> [What you will do]:
Arrange every line of the rows below as a numbered list, skipping any blank lines. Leave the pictures out of your list.

Detection examples:
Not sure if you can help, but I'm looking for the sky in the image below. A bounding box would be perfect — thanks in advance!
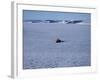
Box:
[23,10,91,23]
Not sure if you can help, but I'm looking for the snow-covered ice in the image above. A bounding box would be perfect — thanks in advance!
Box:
[23,22,91,69]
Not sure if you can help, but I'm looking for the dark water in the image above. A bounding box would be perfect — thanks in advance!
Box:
[23,23,91,69]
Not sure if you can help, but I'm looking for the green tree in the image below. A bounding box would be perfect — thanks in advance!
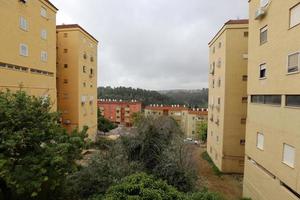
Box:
[97,109,118,133]
[104,173,185,200]
[197,121,207,142]
[0,91,86,200]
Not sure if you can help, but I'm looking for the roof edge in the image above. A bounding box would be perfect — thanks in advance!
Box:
[56,24,99,43]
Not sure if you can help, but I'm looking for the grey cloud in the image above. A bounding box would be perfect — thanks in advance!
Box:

> [Correct answer]:
1. Not sure if you can help, but I'm looking for the sky in the image below. A bounding box would be perfect — thanks in advance!
2. Box:
3. [23,10,91,23]
4. Not sure if you can help, but I'm looking for the snow-covered ice in the image above. A bounding box would be perfect — thanks in advance!
5. Box:
6. [23,22,91,69]
7. Not sure if you can help, but I'm looking for the dark water in the image above. A bounding box would be perfect — thanks in advance!
8. Box:
9. [23,23,91,69]
10. Not sure if you can help, but I'm looking for the green tree in the image below. A bounding box would be perfect — thanks in advance!
11. Box:
12. [97,109,118,133]
13. [104,173,185,200]
14. [197,121,207,142]
15. [0,91,86,200]
16. Not sure if you can help, but I'm looking for the roof edge in the image above. A bounding box would be perfect — thanks in advance!
17. Box:
18. [56,24,99,43]
19. Not sure if you can help, but I'm looking for the grey cloud in the image above. A bounding box would be perfect — thanks in advance!
20. Box:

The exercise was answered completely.